Work required :: Reproduce the data from the line containing "Target: tartan fringe" down through the line containing "x=673 y=1317", replacing "single pin" with "one marker" and leaving all else unchanged.

Information shown ::

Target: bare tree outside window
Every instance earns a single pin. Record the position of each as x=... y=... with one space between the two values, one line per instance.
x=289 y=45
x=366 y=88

---

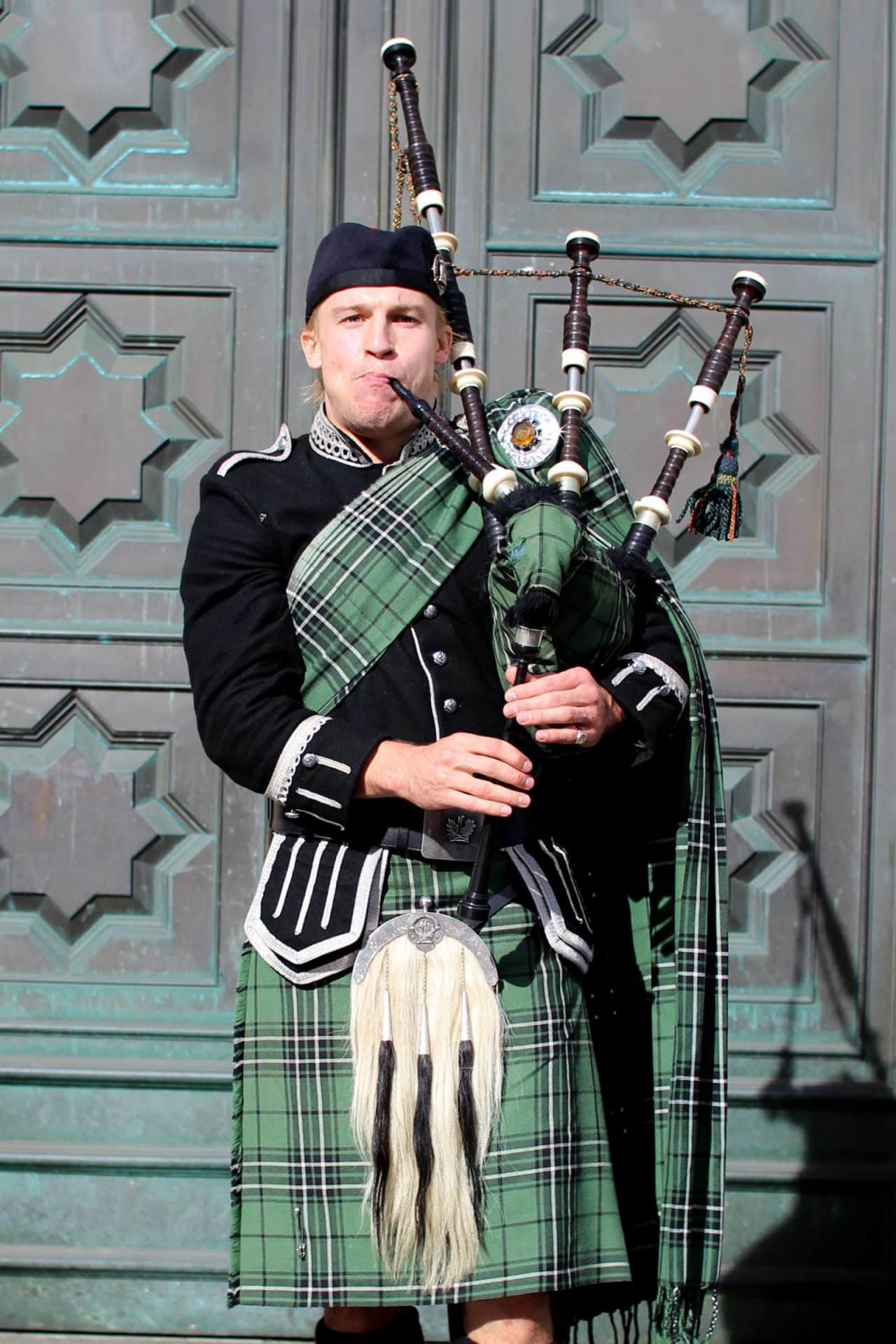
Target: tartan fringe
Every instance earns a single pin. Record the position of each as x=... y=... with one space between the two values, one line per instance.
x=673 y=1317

Solution to the problem ::
Target: tartan fringe
Every instance earns a one marker. Record the position of each as x=... y=... with one space between the two values, one line per instance.
x=673 y=1317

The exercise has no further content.